# Multiplug Adapters



## retire09 (Jul 23, 2014)

605.4 Multiplug adapters. Multiplug adapters, such as cube

adapters, unfused plug strips or any other device not complying

with NFPA 70 shall be prohibited.

I believe all of these adapters are UL listed and the NEC makes no mention of compliance for these devices.

What is the violation and concern?


----------



## cda (Jul 23, 2014)

Unfused?? ????

605.4.1 Power tap design.

Relocatable power taps shall be of the polarized or grounded type, equipped with overcurrent protection, and shall be listed in accordance with UL 1363.

605.4.2 Power supply.

Relocatable power taps shall be directly connected to a permanently installed receptacle.

Guess need to pull up 70 to see what nick says


----------



## mark handler (Jul 23, 2014)

retire09 said:
			
		

> .What is the violation and concern?


Fire officials warn against using multi-plug cords and adapters

http://www.beloitdailynews.com/news/fire-officials-warn-against-using-multi-plug-cords-and-adapters/article_0041b460-4900-11e1-9bb9-0019bb2963f4.html

Posted: Friday, January 27, 2012 4:00 pm | Updated: 10:54 am, Mon Jan 30, 2012.

Hillary Gavan | 0 comments

Town of Beloit Fire Department Capt. Rich Tippelt is urging residents to use caution with multi-plug extension cords and adapters. The best policy, he said, is to avoid buying the items and to use power strips with surge protectors instead.

In the fire of a mobile home on Monday afternoon, a woman had plugged her space heater into a multi-plug adapter. Tippelt said there is a multi-plug adapter on the market with two prongs on the back, and it's designed to be placed over an two-prong outlet and screwed into the outlet. It converts a two-plug outlet to a six plug outlet.

Because the devices can accept limited amperage, Tippelt advised avoiding them, especially when using them to plug in microwaves, space heaters, computers or any items that draw large amperage. He said more traditional power strips have built-in circuit breakers, and are the better choice.

The other danger is multi-plug extension cords. It's also important not to cover any extension cord with a rug. Legally, extension cords are permitted for temporary use only, and not with space heaters, microwaves or other devices emitting high amperage. In commercial construction, Tippelt said holiday lights are only allowed 30 days before and after a holiday for decoration or light purposes.

There are prohibitions against use of multi-plug extension cords and adapters in the National Fire Protection Association codes for commercial construction. Although the fire department doesn't typically inspect residences, Tippelt said if a fire occurs as a result of a device, residents could be subject to a fine.

The fire department hasn't issued any of the fines yet, opting to educate the public instead. Tippelt said he was heading out to the mobile home fire site on Tuesday to educate the owner about not using multi-plug devices and implementing smoke detectors. Smoke detectors are required on every floor of a residence. In the case of a long ranch-style home or mobile home, Tippelt advises using a minimum of two smoke detectors.

■ Excerpted data
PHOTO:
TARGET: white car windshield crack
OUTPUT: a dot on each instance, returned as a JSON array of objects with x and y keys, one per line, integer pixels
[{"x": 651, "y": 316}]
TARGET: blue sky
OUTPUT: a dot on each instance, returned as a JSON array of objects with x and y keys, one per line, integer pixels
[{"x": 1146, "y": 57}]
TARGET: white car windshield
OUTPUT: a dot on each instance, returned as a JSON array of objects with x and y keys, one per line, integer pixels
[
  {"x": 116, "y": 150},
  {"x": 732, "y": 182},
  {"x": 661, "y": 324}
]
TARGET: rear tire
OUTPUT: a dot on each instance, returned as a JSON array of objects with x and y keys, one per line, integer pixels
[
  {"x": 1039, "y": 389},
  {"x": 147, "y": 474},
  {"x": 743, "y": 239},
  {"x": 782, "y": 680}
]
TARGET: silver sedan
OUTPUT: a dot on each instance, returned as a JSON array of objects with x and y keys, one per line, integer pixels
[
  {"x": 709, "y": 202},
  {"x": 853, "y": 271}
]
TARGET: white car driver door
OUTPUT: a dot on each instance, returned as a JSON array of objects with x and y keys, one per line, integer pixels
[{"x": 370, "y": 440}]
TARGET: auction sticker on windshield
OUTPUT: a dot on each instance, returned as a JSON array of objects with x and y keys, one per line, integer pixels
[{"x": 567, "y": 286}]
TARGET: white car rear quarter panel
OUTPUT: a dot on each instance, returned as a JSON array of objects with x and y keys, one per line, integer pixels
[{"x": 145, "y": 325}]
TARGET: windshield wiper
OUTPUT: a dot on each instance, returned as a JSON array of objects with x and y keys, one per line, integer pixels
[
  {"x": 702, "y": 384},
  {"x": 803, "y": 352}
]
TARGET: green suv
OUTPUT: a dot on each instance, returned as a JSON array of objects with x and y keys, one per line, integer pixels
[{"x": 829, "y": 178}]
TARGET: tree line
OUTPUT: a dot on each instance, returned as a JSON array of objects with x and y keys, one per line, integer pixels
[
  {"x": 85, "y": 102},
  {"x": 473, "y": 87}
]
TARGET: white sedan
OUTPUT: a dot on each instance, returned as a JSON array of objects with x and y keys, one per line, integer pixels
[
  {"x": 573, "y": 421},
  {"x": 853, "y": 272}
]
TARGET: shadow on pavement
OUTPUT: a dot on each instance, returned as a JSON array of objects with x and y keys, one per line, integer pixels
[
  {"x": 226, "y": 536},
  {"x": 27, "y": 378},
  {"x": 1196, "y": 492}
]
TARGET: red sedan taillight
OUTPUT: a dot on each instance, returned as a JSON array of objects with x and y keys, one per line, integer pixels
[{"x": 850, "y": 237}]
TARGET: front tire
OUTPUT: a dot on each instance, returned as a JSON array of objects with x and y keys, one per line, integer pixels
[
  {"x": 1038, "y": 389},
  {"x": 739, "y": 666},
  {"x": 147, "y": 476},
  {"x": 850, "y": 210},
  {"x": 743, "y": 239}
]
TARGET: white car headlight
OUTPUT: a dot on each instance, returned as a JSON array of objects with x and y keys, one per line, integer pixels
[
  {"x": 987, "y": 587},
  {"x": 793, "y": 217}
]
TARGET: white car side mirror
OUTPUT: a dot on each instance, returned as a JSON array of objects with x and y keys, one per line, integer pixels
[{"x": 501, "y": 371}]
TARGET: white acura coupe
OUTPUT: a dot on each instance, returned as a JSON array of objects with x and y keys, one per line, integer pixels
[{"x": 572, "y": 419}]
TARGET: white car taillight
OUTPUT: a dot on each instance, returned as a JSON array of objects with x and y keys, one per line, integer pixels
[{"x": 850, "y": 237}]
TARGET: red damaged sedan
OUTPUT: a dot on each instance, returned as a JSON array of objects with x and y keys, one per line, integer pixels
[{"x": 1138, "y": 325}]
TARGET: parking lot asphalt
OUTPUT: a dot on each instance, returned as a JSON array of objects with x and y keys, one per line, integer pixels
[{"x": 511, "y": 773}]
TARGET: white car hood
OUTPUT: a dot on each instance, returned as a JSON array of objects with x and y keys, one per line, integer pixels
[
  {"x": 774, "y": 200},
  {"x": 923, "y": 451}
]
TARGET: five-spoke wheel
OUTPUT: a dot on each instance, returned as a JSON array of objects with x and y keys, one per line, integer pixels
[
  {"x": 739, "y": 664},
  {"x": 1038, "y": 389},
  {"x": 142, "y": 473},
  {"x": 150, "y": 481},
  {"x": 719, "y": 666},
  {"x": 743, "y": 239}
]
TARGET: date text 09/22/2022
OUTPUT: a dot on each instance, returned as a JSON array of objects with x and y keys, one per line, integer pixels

■ Parts of the exercise
A – Condense the paragraph of the multiplug adapters thread that begins "The other danger is multi-plug extension cords" into a short bulleted list that keeps its main facts.
B – In the multiplug adapters thread, reproduce verbatim the stretch from "## retire09 (Jul" through "for these devices.".

■ Replies
A –
- Multi-plug extension cords are another danger.
- No extension cord should be covered with a rug.
- Legally, extension cords are for temporary use only, and not with space heaters, microwaves or other devices emitting high amperage.
- In commercial construction, Tippelt said, holiday lights are allowed only 30 days before and after a holiday for decoration or light purposes.

B –
## retire09 (Jul 23, 2014)

605.4 Multiplug adapters. Multiplug adapters, such as cube

adapters, unfused plug strips or any other device not complying

with NFPA 70 shall be prohibited.

I believe all of these adapters are UL listed and the NEC makes no mention of compliance for these devices.